■ Exercise prompt
Each line below should be reproduced without any alteration.

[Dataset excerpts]
--- START ---

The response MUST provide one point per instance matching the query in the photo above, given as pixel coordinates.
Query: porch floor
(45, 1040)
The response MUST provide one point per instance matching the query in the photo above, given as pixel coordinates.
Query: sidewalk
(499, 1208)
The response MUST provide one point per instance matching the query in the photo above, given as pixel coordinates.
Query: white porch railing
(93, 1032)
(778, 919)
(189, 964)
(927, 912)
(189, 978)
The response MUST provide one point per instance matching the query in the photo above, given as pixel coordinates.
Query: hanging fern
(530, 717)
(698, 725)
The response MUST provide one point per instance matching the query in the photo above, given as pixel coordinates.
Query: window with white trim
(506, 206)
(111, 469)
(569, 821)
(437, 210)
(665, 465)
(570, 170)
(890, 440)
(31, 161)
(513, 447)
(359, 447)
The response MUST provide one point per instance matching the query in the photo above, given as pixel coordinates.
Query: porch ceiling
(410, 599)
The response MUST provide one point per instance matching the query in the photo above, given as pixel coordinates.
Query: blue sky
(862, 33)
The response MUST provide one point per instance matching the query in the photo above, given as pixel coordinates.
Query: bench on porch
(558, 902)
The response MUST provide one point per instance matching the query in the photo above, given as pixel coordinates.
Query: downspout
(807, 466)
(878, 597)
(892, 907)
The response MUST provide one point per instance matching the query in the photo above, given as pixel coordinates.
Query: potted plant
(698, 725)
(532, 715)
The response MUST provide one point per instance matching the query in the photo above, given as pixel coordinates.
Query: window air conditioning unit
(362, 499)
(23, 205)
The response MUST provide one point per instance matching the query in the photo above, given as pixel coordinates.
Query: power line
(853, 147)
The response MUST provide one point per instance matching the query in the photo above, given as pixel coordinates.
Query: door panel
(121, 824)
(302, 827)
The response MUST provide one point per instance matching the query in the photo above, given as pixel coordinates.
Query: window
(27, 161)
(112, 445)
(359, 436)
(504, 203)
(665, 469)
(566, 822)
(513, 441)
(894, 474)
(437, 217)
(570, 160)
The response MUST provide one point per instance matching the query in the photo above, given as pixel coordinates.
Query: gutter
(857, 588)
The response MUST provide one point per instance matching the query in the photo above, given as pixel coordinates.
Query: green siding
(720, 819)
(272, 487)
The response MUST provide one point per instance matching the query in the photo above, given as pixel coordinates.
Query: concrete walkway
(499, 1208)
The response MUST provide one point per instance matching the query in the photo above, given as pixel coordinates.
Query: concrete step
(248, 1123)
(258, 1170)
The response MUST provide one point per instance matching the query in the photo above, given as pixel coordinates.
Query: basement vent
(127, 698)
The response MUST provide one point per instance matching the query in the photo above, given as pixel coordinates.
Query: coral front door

--- END ---

■ Solution to this problem
The response MUST provide one point per instance matching the query in the photo above, given as pixel coordinates.
Query: porch floor
(45, 1040)
The response MUST provide one point per instance matching the query in the photo above, given as pixel coordinates.
Query: sidewalk
(499, 1208)
The response MUST provide one point per instance matching the query in the photo above, given as pixel coordinates.
Query: white porch railing
(93, 1032)
(778, 919)
(189, 964)
(927, 912)
(189, 978)
The response MUST provide one point per instance matching the query in the photo above, given as pixel coordinates.
Query: hanging fern
(530, 717)
(698, 725)
The response MUST provide one point per instance matching the query in the photo above, given as pixel coordinates.
Query: window with white trim
(506, 206)
(111, 469)
(569, 821)
(437, 210)
(665, 465)
(570, 170)
(890, 440)
(31, 161)
(513, 447)
(359, 447)
The response MUST provide one point per instance matching the query in the photo above, given as pixel coordinates.
Query: porch ceiling
(410, 599)
The response MUST provide one point per instance matching the query in the photo above, given as pixel coordinates.
Query: blue sky
(862, 33)
The response MUST provide one point per instance matching the query in the photo above, given as pixel coordinates.
Query: bench on porch
(558, 902)
The response MUST provide one point per instance matching the query in the photo above, given as pixel coordinates.
Query: downspout
(807, 466)
(878, 597)
(892, 907)
The response MUST provide one point per instance matching the query in the photo above, given as pixel coordinates.
Query: potted plant
(698, 725)
(532, 715)
The response MUST provide one point per instance matching the query in the photo above, given as pixel coordinates.
Query: window air conditioning unit
(362, 499)
(23, 205)
The response MUST provide one point per instance matching the query in the photo above, given as pixel coordinates.
Query: power line
(853, 147)
The response MUST provide one point per instance matching the query in the photo above, given as pixel coordinates.
Query: door panel
(121, 824)
(302, 827)
The response MUST provide one point per instance matching the query in the photo above, given as pixel coordinates.
Query: window
(27, 161)
(112, 445)
(359, 436)
(504, 203)
(665, 469)
(566, 822)
(513, 441)
(894, 474)
(437, 217)
(570, 160)
The response MUST provide one point per instance matching the query in the photo above, given as pixel coordinates.
Query: gutter
(857, 588)
The response MUST provide one point per instance matching the query in the photo above, given as pixel coordinates.
Query: green siding
(720, 819)
(272, 487)
The response MUST provide one point per instance matching the query in the photo above, given as pixel coordinates.
Query: concrete walkway
(499, 1208)
The response MUST provide one point per instance matching the query in the photo above, given as pixel coordinates.
Query: concrete step
(248, 1123)
(258, 1170)
The response MUST provide one point per instance matching the query in the photo above, given as pixel coordinates.
Query: basement vent
(127, 698)
The response MUST provide one point per instance matching the query in the photo above, given as pixel coordinates.
Query: coral front door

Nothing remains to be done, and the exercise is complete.